>> start DATA TO USE

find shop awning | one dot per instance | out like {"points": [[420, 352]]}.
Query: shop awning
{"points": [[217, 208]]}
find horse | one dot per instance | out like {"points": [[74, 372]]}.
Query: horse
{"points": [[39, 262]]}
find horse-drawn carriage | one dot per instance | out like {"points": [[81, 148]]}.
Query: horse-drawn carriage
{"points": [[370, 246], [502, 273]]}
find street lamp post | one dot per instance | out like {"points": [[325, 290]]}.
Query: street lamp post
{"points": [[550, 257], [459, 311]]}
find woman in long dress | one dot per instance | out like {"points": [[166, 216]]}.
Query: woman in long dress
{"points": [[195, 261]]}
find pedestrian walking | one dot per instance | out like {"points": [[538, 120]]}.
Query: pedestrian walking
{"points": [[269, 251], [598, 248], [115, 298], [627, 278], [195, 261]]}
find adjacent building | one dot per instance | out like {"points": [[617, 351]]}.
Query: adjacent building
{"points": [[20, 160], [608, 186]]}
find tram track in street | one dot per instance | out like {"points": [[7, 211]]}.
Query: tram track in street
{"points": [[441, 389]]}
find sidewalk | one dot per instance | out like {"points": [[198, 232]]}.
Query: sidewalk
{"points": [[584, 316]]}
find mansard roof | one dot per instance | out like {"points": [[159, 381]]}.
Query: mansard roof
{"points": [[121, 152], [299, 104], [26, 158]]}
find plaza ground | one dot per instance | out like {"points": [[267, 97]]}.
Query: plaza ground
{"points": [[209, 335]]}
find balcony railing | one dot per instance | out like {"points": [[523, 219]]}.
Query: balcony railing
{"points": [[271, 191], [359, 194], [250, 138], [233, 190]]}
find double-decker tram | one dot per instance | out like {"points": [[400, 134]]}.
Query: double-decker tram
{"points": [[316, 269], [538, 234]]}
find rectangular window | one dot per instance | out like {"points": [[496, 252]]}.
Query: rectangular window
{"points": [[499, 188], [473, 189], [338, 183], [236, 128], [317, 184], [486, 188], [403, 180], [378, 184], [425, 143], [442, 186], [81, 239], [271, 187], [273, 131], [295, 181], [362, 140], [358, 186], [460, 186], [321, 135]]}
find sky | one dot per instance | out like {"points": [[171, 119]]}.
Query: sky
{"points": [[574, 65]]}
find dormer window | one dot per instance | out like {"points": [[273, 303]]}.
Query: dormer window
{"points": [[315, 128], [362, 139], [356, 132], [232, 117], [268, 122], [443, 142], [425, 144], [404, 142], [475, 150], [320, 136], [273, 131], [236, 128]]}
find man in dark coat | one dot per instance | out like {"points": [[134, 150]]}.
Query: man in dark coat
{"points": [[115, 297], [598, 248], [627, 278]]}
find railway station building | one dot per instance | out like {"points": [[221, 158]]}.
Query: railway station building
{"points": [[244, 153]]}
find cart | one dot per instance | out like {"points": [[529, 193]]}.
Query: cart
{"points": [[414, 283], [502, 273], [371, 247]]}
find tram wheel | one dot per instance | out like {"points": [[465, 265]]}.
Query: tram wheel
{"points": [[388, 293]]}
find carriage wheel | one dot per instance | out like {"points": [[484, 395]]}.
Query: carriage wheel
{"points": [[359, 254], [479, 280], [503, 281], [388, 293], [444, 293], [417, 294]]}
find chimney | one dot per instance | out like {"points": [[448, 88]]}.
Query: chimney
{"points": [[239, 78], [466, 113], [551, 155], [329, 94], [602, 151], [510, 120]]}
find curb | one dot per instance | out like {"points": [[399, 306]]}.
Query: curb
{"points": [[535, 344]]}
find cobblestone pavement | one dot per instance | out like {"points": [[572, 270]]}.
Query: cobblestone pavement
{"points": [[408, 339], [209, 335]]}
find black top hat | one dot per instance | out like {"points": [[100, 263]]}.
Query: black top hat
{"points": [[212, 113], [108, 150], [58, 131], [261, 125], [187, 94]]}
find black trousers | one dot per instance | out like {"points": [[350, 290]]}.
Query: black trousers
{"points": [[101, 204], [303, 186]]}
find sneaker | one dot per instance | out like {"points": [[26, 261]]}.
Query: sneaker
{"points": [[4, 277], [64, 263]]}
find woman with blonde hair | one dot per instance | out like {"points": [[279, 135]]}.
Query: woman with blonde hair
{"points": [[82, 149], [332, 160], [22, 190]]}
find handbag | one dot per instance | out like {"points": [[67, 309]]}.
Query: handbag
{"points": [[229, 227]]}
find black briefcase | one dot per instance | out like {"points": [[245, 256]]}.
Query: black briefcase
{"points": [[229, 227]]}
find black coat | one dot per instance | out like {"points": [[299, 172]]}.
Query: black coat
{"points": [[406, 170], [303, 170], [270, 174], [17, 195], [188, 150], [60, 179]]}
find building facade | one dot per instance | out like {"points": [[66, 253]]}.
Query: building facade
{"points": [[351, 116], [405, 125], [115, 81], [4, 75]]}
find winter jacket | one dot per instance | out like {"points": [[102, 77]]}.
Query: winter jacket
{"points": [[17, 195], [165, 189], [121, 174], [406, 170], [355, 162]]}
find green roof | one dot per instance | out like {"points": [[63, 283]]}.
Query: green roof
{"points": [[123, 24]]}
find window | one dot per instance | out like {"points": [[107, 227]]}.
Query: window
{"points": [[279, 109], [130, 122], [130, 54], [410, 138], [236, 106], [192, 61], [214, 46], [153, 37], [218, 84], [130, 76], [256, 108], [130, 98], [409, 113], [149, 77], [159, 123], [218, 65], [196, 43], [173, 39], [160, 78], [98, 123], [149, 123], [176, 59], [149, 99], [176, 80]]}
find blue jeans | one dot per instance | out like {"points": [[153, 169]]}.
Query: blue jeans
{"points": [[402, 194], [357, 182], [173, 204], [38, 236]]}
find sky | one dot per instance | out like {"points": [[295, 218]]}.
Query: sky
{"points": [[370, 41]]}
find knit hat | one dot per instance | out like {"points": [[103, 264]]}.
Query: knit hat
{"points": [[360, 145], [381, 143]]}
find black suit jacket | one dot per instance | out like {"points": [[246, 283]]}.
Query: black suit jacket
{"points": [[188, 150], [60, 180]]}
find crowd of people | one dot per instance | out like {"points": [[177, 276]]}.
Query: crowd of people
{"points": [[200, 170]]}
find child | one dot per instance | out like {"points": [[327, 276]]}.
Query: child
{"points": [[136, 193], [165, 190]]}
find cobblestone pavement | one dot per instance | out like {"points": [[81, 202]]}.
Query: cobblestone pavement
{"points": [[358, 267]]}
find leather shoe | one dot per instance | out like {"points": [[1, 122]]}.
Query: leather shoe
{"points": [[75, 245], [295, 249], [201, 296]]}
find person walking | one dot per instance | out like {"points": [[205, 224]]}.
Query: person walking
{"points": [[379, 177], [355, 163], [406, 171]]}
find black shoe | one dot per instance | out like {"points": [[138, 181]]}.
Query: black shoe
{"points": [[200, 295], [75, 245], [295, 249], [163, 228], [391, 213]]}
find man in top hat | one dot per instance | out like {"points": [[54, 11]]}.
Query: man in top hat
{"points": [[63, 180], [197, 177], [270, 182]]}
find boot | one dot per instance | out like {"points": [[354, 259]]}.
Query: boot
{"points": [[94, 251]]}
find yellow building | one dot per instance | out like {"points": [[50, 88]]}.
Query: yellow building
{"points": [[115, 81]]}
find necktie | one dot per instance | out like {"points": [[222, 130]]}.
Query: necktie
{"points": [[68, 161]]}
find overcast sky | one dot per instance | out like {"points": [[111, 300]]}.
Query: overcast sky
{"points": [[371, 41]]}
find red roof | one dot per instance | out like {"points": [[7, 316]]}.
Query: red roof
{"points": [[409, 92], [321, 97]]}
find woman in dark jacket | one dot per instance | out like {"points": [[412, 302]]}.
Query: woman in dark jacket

>> end DATA TO USE

Please reproduce every line of the material word for word.

find shop awning | one dot per instance | out like {"points": [[420, 352]]}.
Query: shop awning
{"points": [[217, 208]]}
find horse | one dot per instance | out like {"points": [[74, 372]]}.
Query: horse
{"points": [[39, 262]]}
find horse-drawn carriage | one dot per instance | out like {"points": [[81, 148]]}.
Query: horse-drawn carriage
{"points": [[370, 246], [502, 273]]}
find street lamp post | one dot per instance | out like {"points": [[325, 290]]}.
Query: street lamp post
{"points": [[550, 257], [459, 311]]}
find woman in long dress | one dot per instance | out like {"points": [[166, 216]]}.
Query: woman in long dress
{"points": [[195, 261]]}
find pedestrian walking | one dot per instance | out like {"points": [[538, 120]]}.
Query: pedestrian walking
{"points": [[269, 251], [598, 248], [115, 298], [627, 278], [195, 261]]}
find adjacent building | one dot per instance | out like {"points": [[617, 351]]}.
Query: adjacent building
{"points": [[20, 160], [608, 186]]}
find tram track in street | one dot per instance | out like {"points": [[7, 211]]}.
Query: tram track in street
{"points": [[441, 389]]}
find sidewalk | one dot per instance | out like {"points": [[198, 232]]}.
Query: sidewalk
{"points": [[584, 316]]}
find mansard roof | one dot per instance | out like {"points": [[159, 381]]}.
Query: mansard roof
{"points": [[121, 152], [299, 104], [26, 158]]}
find plaza ground | one dot per instance | out like {"points": [[267, 97]]}.
Query: plaza ground
{"points": [[209, 335]]}
find balcony railing | one dot per instance | out like {"points": [[523, 219]]}.
Query: balcony railing
{"points": [[271, 191], [359, 194], [250, 138], [233, 190]]}
find double-decker tram | one dot per instance | out like {"points": [[400, 134]]}.
Query: double-decker tram
{"points": [[316, 269], [538, 234]]}
find rectangular window | one dot per instance | out like {"points": [[496, 252]]}.
Query: rectangular window
{"points": [[499, 188], [473, 189], [338, 183], [236, 128], [317, 184], [486, 188], [403, 180], [378, 184], [425, 143], [442, 186], [81, 239], [271, 187], [273, 131], [295, 181], [362, 140], [358, 186], [460, 186], [321, 135]]}
find sky | one dot per instance | out like {"points": [[171, 119]]}.
Query: sky
{"points": [[574, 65]]}
find dormer window | one dot per instance | out like {"points": [[273, 303]]}.
Query: dormer window
{"points": [[315, 128], [362, 139], [356, 132], [232, 117], [268, 122], [443, 142], [425, 144], [404, 142], [475, 150], [320, 136], [273, 131], [236, 128]]}
find man in dark coat | one dot per instance | out like {"points": [[134, 150]]}.
Query: man in dark coat
{"points": [[115, 297], [598, 248], [627, 278]]}
find railway station building | one dot per instance | out like {"points": [[221, 158]]}.
Query: railway station building
{"points": [[244, 153]]}
find cart | one dot per instance | out like {"points": [[529, 193]]}.
Query: cart
{"points": [[414, 283], [502, 273], [371, 247]]}
find tram wheel | one dot per instance | out like {"points": [[465, 265]]}.
Query: tram wheel
{"points": [[388, 293]]}
find carriage wheel | one dot per instance | out like {"points": [[484, 395]]}.
Query: carriage wheel
{"points": [[359, 254], [479, 280], [503, 281], [388, 293], [444, 293], [417, 294]]}
find chimney | one dot per instance | out like {"points": [[448, 88]]}.
Query: chimney
{"points": [[239, 78], [466, 113], [551, 155], [329, 94], [602, 151], [510, 120]]}
find curb | one dot per instance | out like {"points": [[399, 306]]}.
Query: curb
{"points": [[535, 344]]}
find cobblestone pavement | one dot per instance | out like {"points": [[572, 270]]}.
Query: cobblestone pavement
{"points": [[408, 339], [209, 335]]}
find black top hat | one dot per instance | out like {"points": [[100, 263]]}.
Query: black top hat
{"points": [[212, 113], [108, 150], [58, 131], [261, 125], [187, 94]]}
find black trousers | one dot per instance | out like {"points": [[350, 290]]}.
Query: black trousers
{"points": [[101, 204], [303, 186]]}
find sneaker | one dot per instance | out like {"points": [[26, 261]]}.
Query: sneaker
{"points": [[4, 277], [64, 263]]}
find woman with blonde hair | one dot per instance | out like {"points": [[279, 135]]}.
Query: woman with blonde hair
{"points": [[82, 149], [332, 160], [22, 190]]}
find handbag | one dot per instance | out like {"points": [[67, 309]]}.
Query: handbag
{"points": [[229, 227]]}
find black briefcase | one dot per instance | out like {"points": [[245, 256]]}.
Query: black briefcase
{"points": [[229, 227]]}
find black coat | one dot per instance | out like {"points": [[299, 172]]}.
Query: black coat
{"points": [[406, 170], [303, 170], [270, 174], [17, 195], [188, 150], [60, 179]]}
find building facade | one dot per instance | out like {"points": [[66, 253]]}.
Query: building facade
{"points": [[351, 116], [405, 125], [115, 81], [4, 75]]}
find winter jacket | one dot per instance | out like {"points": [[102, 77]]}.
Query: winter jacket
{"points": [[17, 195], [165, 189], [121, 174], [406, 170], [355, 162]]}
find green roof | one dot per instance | out like {"points": [[63, 283]]}.
Query: green roof
{"points": [[123, 24]]}
find window | one dot per instance | out like {"points": [[107, 227]]}.
Query: window
{"points": [[279, 109], [130, 122], [130, 54], [410, 138], [236, 106], [192, 61], [214, 46], [153, 37], [218, 84], [130, 76], [256, 108], [130, 98], [409, 113], [149, 77], [159, 123], [218, 65], [196, 43], [173, 39], [160, 78], [98, 123], [149, 123], [176, 59], [149, 99], [176, 80]]}
find blue jeans | one dot per instance | out like {"points": [[153, 169]]}.
Query: blue jeans
{"points": [[402, 194], [357, 182], [173, 204], [38, 236]]}
find sky | one dot per instance | out like {"points": [[295, 218]]}.
Query: sky
{"points": [[370, 41]]}
find knit hat | one dot per instance | out like {"points": [[103, 264]]}.
Query: knit hat
{"points": [[360, 145], [381, 143]]}
find black suit jacket | one dot per instance | out like {"points": [[246, 283]]}.
Query: black suit jacket
{"points": [[188, 150], [60, 180]]}
find crowd of people | one dot per instance | out like {"points": [[177, 276]]}.
Query: crowd of people
{"points": [[200, 170]]}
find child | one dot per instance | out like {"points": [[327, 276]]}.
Query: child
{"points": [[136, 193], [165, 190]]}
find cobblestone pavement | one dot per instance | out like {"points": [[81, 202]]}.
Query: cobblestone pavement
{"points": [[358, 267]]}
find leather shoe | one dot per instance | out like {"points": [[1, 122]]}.
Query: leather shoe
{"points": [[75, 245], [295, 249], [201, 296]]}
find person walking | one dot per instance | out like {"points": [[205, 224]]}.
Query: person walking
{"points": [[379, 177], [355, 163], [406, 171]]}
find black shoe | one dot per instance | out like {"points": [[138, 181]]}.
Query: black shoe
{"points": [[200, 295], [75, 245], [295, 249], [163, 228], [391, 213]]}
find man in top hat | one dot per instance | out like {"points": [[54, 11]]}.
Query: man in top hat
{"points": [[63, 180], [197, 177], [270, 182]]}
find boot | one dot per instance | out like {"points": [[354, 259]]}.
Query: boot
{"points": [[94, 251]]}
find yellow building | one dot per instance | out like {"points": [[50, 88]]}.
Query: yellow building
{"points": [[115, 81]]}
find necktie | one dot per instance | out like {"points": [[222, 130]]}.
Query: necktie
{"points": [[68, 161]]}
find overcast sky | one dot per instance | out like {"points": [[111, 300]]}.
Query: overcast sky
{"points": [[371, 41]]}
find red roof | one dot per instance | out like {"points": [[7, 316]]}.
Query: red roof
{"points": [[409, 92], [321, 97]]}
find woman in dark jacket | one dot per instance | out like {"points": [[412, 302]]}.
Query: woman in dark jacket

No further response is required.